Consignes:
1 – Selon le texte sur la vie chère en Martinique, combien d'entreprises l'association Contact-Entreprises rassemble-t-elle ?
2 – Rédigez la suite du texte sur la vie chère en Martinique, en commençant après sa dernière phrase.

Texte à lire:
⁂
Dans une tribune collective transmise à Outremers360, l’association martiniquaise Contact-Entreprises, qui rassemble 320 entreprises de l’île, sonne l’alarme et s’inquiète sur le tournant « plus agressif » des revendications contre la vie chère. « L'urgence est désormais d'arrêter cette folie, avant qu'elle ne cause davantage de dégâts » lance-t-elle, estimant également que « cette crise constitue une opportunité de réévaluation de notre modèle économique et social ».
Une fois de plus, les entreprises martiniquaises se retrouvent au cœur d'une crise liée à la « vie chère », qui a dégénéré en un véritable saccage économique. Depuis le 9 octobre, des pillages et destructions sans précédent ont lieu chaque nuit, alimentés par une haine savamment entretenue depuis longtemps. Des dizaines d’entreprises sont livrées à la vindicte de bandes incontrôlées, démontrant une perte partielle de contrôle de ceux chargés de garantir des conditions propices au développement économique et à l'emploi.
Il est encore trop tôt pour évaluer l'impact social et économique de cette crise, mais de nombreuses entreprises et de nombreux salariés, qui ne faisaient que remplir leur mission, paieront un lourd tribut. L'urgence est désormais d'arrêter cette folie, avant qu'elle ne cause davantage de dégâts.
Comment et pourquoi en est-on arrivés là ?
Les conflits impliquant des entreprises en Martinique, notamment sur la question du coût de la vie, ne sont pas nouveaux. Le mouvement de 2024, plus agressif, marque cependant un tournant inquiétant, révélant un affaiblissement de l’autorité et des règles communes.
⁂
Données fournies:

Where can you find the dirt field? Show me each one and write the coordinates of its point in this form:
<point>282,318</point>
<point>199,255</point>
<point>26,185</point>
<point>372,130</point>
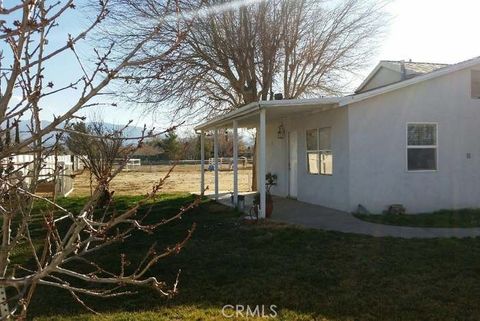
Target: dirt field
<point>185,178</point>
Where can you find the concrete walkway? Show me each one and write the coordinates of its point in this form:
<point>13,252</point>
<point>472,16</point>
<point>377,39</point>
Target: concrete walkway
<point>314,216</point>
<point>319,217</point>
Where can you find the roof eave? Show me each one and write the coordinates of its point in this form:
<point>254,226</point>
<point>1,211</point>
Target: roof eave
<point>405,83</point>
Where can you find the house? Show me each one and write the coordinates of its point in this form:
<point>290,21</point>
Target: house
<point>409,135</point>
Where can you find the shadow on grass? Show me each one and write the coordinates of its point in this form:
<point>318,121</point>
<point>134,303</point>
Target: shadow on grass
<point>306,273</point>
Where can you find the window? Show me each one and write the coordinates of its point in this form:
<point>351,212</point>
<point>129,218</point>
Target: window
<point>475,83</point>
<point>422,147</point>
<point>319,151</point>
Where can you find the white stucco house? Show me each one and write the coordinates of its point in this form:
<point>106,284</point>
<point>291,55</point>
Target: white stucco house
<point>409,135</point>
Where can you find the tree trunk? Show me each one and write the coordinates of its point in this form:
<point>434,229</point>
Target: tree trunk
<point>254,165</point>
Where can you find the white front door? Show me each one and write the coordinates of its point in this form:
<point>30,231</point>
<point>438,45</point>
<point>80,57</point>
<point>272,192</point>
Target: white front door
<point>292,164</point>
⁂
Résultats attendus:
1 – Elle rassemble 320 entreprises de l'île.

2 –
Les syndicats et corps constitués, pourtant essentiels au dialogue social et la connaissance des parties prenantes, ont été exclus au profit d’une association récente, qui s’est auto-légitimée comme porte-parole.
Cette situation, alimentée par des rancœurs contre l’entreprise, affecte toute l’économie, fragilisant aussi bien les grands que les petits acteurs. La société locale paie un prix élevé à ces mouvements destructeurs, tandis que l’image de la Martinique, essentielle pour résoudre les problèmes de fond, se dégrade dangereusement.
Ce climat de violence ne fait qu'accentuer la détresse de ceux qui, comme les syndicats de salariés, sont les véritables représentants de la voix des travailleurs. Écartés dès le départ par les instigateurs du mouvement, ils ont pourtant un rôle clé à jouer dans la préservation de l'activité économique et de l'emploi. Leur exclusion des échanges officiels aggrave les tensions et prive notre société d’un dialogue constructif.
Face à cette crise, il est impératif de donner une voix à celles et ceux qui construisent la Martinique au quotidien. Des femmes et des hommes, entrepreneurs, commerçants, artisans, qui, par leur engagement, souhaitent faire avancer notre pays. Ils sont la colonne vertébrale de notre économie, et leur détermination à créer, innover et soutenir l’emploi est essentielle pour sortir de cette tourmente. Ils doivent être soutenus et entendus dans le dialogue qui s’instaure.
La condamnation des exactions doit être inconditionnelle
La destruction des outils de travail observée ces derniers jours est non seulement condamnable d’un point de vue judiciaire, mais aussi moralement. Dans un territoire où maintenir une exploitation rentable et des emplois est un défi constant pour les chefs d’entreprise, ces actes sont particulièrement graves. Saboter des ressources qui créent de la valeur pour 132 500 Martiniquais est tout simplement criminel.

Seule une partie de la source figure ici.